- [FRAGMENTO DEL TEXTO]:
■ ■ ■

Hace tiempo, me contó mi padre que en un antiguo bar de provincias, su propietario, lleno de emoción, una mañana, levantó la voz para proclamar solemnemente: «Hoy es un día de alegría, por eso está invitada a su consumición toda la comunidad». La razón es que se casaba su hija. Pero el asunto es que no todos entendieron si estaban invitados o no. Un grupo de asiduos se acercó a la barra para congratularse del festejo y, por supuesto, para darse por invitados. Pero estaban ocupadas dos mesas más. No se movieron y, perplejos, al final preguntaron qué debían por su consumición. Estaban en el bar, pero no se sentían dentro del titular «comunidad». El propietario les explicó que también se refería a ellos y ellas y que estaban, por supuesto, invitados y los despidió amablemente. Me he acordado muchas veces de esta anécdota real para iluminar nuestras adhesiones y pertenencias; nuestro estar y pertenecer.

No acabo de ver claro que todo lo que teje nuestra pertenencia consiga, en realidad, hacer de los consagrados y consagradas, vidas compartidas. Por una razón muy concreta y es esta: La vocación para la vida consagrada es una vocación para el encuentro, para la comunión y para la bienaventuranza compartida … y si esto es así, ¿cómo puede ser que configuremos la vida compartiendo tan poco? ¿Cómo hemos podido alcanzar unos niveles de funcionalidad tan expresivos que el solo hecho de plantear una convivencia un poco más intensa nos pone a la defensiva? ¿Cómo hemos reducido la vida en comunión a una serie de servicios imprescindibles y horarios pactados para satisfacer únicamente necesidades básicas? ¿Cómo es posible que quien ha recibido una llamada para el encuentro, la reconciliación y el perdón –que eso es la vida consagrada– termine por conformarse y no eche de menos algo más?

Se me ocurre que puede haber dos explicaciones posibles sobre lo que nos está pasando. La primera de ellas es que somos una confluencia de vidas complejas. Por el trayecto de siglo y también y, sobre todo, por configuración genética y la formación recibida. Nos hemos hecho expertos en hablar y hablar de todo menos de lo verdaderamente importante: de la verdad que circula por nuestra vida. No considero que sea por encubrimiento, sino por falta de destreza, por falta de amor. Hay actitudes que evocan que jamás se ha descubierto a Dios como amor… Por eso no se llega a saber lo que es la paz, ni interior ni exterior. Todo es conflicto. Todo es evaluación y, por supuesto, todo es competición. Son vidas muy complejas que efectivamente están haciendo un esfuerzo ímprobo por ajustarse a unas estructuras comunitarias que ,sin embargo, jamás se convertirán en sitio amable para sus vidas. Viven en complejidad manifiesta y desenvuelven, a su alrededor, un estilo de vida y relación poco o nada equilibrado. Seguramente nadie se ha atrevido a abordar esta situación con ellos o ellas, por eso, sencillamente continúan con un periplo y estilo de vida de «emigrante», en sus cosas y recuerdos, aunque, en realidad, tampoco cuentan con sitio «amable» en su familia de sangre.

■ ■ ■

- [DATOS PROPORCIONADOS]:
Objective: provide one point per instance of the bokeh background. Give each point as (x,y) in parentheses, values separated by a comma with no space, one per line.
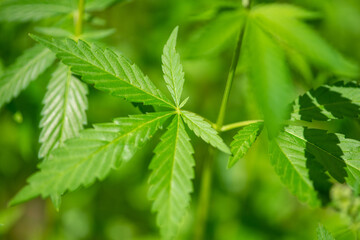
(247,202)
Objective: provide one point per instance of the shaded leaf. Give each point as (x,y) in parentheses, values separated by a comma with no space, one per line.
(269,76)
(170,181)
(64,109)
(328,102)
(296,34)
(204,130)
(91,155)
(243,141)
(26,69)
(323,233)
(108,71)
(34,10)
(172,68)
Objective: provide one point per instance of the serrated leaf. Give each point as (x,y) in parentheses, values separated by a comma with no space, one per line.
(243,141)
(170,181)
(100,5)
(269,76)
(34,10)
(323,233)
(26,69)
(328,102)
(204,130)
(288,157)
(91,155)
(213,36)
(108,71)
(296,34)
(64,109)
(172,68)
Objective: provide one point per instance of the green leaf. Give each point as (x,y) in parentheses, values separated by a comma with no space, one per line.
(170,181)
(91,155)
(323,233)
(328,102)
(34,10)
(108,71)
(172,68)
(211,38)
(288,157)
(204,130)
(296,34)
(269,76)
(64,109)
(243,141)
(26,69)
(100,5)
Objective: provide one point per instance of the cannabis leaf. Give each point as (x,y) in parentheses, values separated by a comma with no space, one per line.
(283,21)
(91,155)
(27,68)
(204,130)
(287,155)
(34,10)
(64,110)
(172,68)
(328,102)
(208,40)
(323,233)
(170,181)
(243,141)
(271,85)
(108,71)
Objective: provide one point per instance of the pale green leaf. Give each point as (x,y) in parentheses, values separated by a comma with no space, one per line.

■ ■ ■

- [LAS TAREAS]:
A. Reproduce sin cambios una parte del fragmento sobre la vida consagrada: empieza en las palabras que contienen «No acabo de» y detente después de «menos algo más?».
B. Retoma el fragmento sobre la vida consagrada y continúalo a partir de su última oración.

- [RESULTADOS EN ORDEN]:
A.
No acabo de ver claro que todo lo que teje nuestra pertenencia consiga, en realidad, hacer de los consagrados y consagradas, vidas compartidas. Por una razón muy concreta y es esta: La vocación para la vida consagrada es una vocación para el encuentro, para la comunión y para la bienaventuranza compartida … y si esto es así, ¿cómo puede ser que configuremos la vida compartiendo tan poco? ¿Cómo hemos podido alcanzar unos niveles de funcionalidad tan expresivos que el solo hecho de plantear una convivencia un poco más intensa nos pone a la defensiva? ¿Cómo hemos reducido la vida en comunión a una serie de servicios imprescindibles y horarios pactados para satisfacer únicamente necesidades básicas? ¿Cómo es posible que quien ha recibido una llamada para el encuentro, la reconciliación y el perdón –que eso es la vida consagrada– termine por conformarse y no eche de menos algo más?

B.
La segunda cuestión que puede estar afectándonos es todavía más delicada. Se trata de la comprensión personal de la vocación y el carisma. Tan peligrosa es la actitud tajante que se apropia la comunidad, como la escéptica que incapacita la valoración de nada que suene a común. Lo paradójico es que no es infrecuente que ambas se den en la propia persona. El resumen es que solo vale lo mío o mi visión. Así, puedo tener momentos en los que considero que las actitudes transgreden un valor incuestionable y momentos en los que todo me parece una carga innecesaria. La raíz del problema no es otro que la carencia personal para la oblatividad y para la relación. La raíz es la incapacidad para el amor. Por eso, los procesos de mejora quedan reducidos frecuentemente a «nuevos términos» que, más que cambiar el corazón, se convierten en añadidos formales. Lo que ayer eran normas y actos comunes de piedad, hoy pueden ser términos lingüísticos comunes que asumimos mientras no haya que practicarlos. No conozco ninguna comunidad que no reconozca o valore la fe, el tiempo libre, el ocio, el cuidado de la persona, la equidad, la sinceridad o el crecimiento personal, en cuanto a conceptos. Pero conozco pocas, donde estos valores sean los que cohesionen y marquen la vida de quienes en ella están.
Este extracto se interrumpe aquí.